2021-06-05
I have a lot of alerts configured with Google Scholar for various
research interests. It’s a very cool concept, setting up a keyword
search like blast fragmentation shockwave
and Google
sending you a summary email of new research that matches.
However, this can generate a lot of email each week that needs to be
sifted through (as of this writing it is about 60 emails or so a week
for me). I developed a simple tool to help me. It can read emails from
Google Scholar and Research Gate for links to
articles and PDF. You have to save the email to .eml
format
somewhere on your disk. Point the script to that folder. The script will
read them all. It will search for all href
tags
deduplicating the links, listing them along with the description.
Optionally, it can load PDF links directly in your browser or open a CSV
list of links up in your favorite spreadsheet.
This script makes dealing with large volumes of alerts much more efficient.
NOTE: In Libre Office Calc, use the
hyperlink
function on theURL
column to create clickable links that will open automatically in your browser.
To work with the tool you will need Python 3.9
and
virtualenv
installed. You will also need to clone the git
repository:
cd ~/repositories
git clone https://github.com/TroyWilliams3687/extract_email
Once the git repository has been cloned, run the make file to construct the virtual environment:
make
NOTE: You will need an environment variable called
python
that points to your local python bin folder. It should look something like:
echo $python
~/opt/python_3.9.5/bin
Activate the virtual environment:
. .venv/bin/activate
Or you can use make:
make shell
Execute the script:
extract "~/tmp/extract tbird email" --verbose --launch-pdf
OR
extract "~/tmp/extract tbird email" --verbose --launch-csv
* * * * * * *
SHORT EXERCISE 1: According to the write-up on the email link extraction tool, what file format must the Google Scholar emails be saved in?
SHORT EXERCISE 2: Copy the rows from the line containing "Annotate every instance of the open" through the end of the rows, inclusive, changing "trousers" to "pants" and leaving everything else as it is.
* * * * * * *
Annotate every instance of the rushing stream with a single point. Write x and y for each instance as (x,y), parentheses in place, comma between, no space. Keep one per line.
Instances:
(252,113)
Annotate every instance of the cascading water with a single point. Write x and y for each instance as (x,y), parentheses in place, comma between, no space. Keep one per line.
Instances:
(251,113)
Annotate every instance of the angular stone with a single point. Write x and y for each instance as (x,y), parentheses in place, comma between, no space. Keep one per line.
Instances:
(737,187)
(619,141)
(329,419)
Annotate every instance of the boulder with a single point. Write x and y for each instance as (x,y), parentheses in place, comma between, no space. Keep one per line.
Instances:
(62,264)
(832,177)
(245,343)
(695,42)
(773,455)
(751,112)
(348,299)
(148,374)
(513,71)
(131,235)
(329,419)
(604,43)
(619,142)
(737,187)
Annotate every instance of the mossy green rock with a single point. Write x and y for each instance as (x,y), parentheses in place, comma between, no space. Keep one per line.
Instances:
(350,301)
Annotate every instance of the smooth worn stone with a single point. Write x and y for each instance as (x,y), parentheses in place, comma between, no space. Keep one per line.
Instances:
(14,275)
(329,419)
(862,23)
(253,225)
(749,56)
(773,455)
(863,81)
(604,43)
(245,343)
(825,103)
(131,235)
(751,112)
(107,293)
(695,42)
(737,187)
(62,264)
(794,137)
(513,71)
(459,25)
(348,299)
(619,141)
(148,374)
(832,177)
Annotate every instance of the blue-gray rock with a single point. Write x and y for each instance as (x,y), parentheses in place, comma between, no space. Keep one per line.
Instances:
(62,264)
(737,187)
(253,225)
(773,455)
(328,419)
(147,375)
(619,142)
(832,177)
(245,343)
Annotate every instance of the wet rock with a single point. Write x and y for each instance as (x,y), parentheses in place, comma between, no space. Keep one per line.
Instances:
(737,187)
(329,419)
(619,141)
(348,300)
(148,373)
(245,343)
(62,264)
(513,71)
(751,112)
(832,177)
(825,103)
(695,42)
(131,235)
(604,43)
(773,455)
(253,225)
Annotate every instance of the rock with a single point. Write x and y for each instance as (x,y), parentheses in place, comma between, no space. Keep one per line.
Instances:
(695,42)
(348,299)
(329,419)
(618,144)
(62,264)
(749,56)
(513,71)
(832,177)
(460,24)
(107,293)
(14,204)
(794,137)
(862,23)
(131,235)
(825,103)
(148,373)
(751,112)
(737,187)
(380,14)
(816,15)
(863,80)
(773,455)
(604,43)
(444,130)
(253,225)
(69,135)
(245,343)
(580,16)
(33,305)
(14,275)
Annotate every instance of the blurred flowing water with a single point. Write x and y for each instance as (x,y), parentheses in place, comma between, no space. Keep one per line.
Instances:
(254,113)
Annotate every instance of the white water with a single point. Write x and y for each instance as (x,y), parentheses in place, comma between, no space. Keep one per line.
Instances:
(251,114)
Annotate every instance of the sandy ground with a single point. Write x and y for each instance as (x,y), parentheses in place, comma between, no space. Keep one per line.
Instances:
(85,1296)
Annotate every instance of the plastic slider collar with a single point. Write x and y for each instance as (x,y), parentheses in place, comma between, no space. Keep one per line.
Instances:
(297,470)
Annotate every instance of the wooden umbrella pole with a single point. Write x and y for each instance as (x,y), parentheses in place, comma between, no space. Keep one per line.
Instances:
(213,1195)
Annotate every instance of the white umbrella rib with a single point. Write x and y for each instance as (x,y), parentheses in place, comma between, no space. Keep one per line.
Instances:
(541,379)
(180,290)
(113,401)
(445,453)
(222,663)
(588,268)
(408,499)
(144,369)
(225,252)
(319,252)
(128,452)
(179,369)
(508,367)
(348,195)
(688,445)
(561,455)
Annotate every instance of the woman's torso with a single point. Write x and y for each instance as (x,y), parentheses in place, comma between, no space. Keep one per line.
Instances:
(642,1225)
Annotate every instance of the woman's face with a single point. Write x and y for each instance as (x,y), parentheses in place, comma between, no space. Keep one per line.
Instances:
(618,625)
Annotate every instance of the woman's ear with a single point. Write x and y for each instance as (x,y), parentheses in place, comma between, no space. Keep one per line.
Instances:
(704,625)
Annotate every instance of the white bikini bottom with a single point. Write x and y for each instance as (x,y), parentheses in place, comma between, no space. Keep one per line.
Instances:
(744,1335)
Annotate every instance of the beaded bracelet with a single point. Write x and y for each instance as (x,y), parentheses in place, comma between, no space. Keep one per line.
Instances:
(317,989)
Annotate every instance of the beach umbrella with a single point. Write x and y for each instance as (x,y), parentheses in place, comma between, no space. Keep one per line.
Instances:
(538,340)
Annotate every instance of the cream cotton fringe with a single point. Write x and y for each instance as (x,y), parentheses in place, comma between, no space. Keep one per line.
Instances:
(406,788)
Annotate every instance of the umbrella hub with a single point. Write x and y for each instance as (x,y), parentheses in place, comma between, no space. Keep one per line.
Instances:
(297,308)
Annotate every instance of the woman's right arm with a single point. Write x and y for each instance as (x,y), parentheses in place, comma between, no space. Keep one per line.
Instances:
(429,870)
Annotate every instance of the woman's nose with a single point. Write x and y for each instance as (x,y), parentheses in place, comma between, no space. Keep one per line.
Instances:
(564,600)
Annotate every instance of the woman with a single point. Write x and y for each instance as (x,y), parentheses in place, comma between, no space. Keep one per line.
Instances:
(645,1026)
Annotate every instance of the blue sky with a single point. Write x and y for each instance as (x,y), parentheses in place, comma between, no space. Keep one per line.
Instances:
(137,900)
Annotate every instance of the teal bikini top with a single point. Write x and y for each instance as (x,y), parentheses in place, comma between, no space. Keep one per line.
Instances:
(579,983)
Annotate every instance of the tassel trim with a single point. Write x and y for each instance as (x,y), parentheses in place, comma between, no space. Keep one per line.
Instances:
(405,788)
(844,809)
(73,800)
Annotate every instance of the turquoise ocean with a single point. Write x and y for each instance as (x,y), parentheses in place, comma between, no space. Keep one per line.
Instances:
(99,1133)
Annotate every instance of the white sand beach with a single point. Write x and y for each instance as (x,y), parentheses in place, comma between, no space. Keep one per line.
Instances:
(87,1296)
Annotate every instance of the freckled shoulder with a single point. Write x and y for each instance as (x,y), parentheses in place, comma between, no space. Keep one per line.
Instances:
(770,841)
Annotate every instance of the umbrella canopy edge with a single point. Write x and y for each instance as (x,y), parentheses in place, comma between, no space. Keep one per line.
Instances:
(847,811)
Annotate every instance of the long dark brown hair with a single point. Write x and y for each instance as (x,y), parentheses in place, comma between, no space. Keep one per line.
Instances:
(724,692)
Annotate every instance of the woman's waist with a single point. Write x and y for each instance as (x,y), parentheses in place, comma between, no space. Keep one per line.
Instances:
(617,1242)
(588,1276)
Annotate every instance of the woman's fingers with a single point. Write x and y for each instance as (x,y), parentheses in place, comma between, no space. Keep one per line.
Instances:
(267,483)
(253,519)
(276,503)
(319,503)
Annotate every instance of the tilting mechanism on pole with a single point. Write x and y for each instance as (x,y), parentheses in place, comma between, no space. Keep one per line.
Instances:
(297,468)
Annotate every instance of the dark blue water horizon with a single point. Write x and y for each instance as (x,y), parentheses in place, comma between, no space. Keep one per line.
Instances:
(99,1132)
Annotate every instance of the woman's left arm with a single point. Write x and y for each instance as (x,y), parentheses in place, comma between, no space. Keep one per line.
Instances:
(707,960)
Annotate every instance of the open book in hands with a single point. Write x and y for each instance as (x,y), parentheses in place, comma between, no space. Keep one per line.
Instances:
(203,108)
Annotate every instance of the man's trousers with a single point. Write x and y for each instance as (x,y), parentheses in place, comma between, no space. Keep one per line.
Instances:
* * * * * * *
COMPLETE OUTPUT 1: The .eml format.

COMPLETE OUTPUT 2:
Annotate every instance of the open book in hands with a single point. Write x and y for each instance as (x,y), parentheses in place, comma between, no space. Keep one per line.
Instances:
(203,108)
Annotate every instance of the man's pants with a single point. Write x and y for each instance as (x,y), parentheses in place, comma between, no space. Keep one per line.
Instances:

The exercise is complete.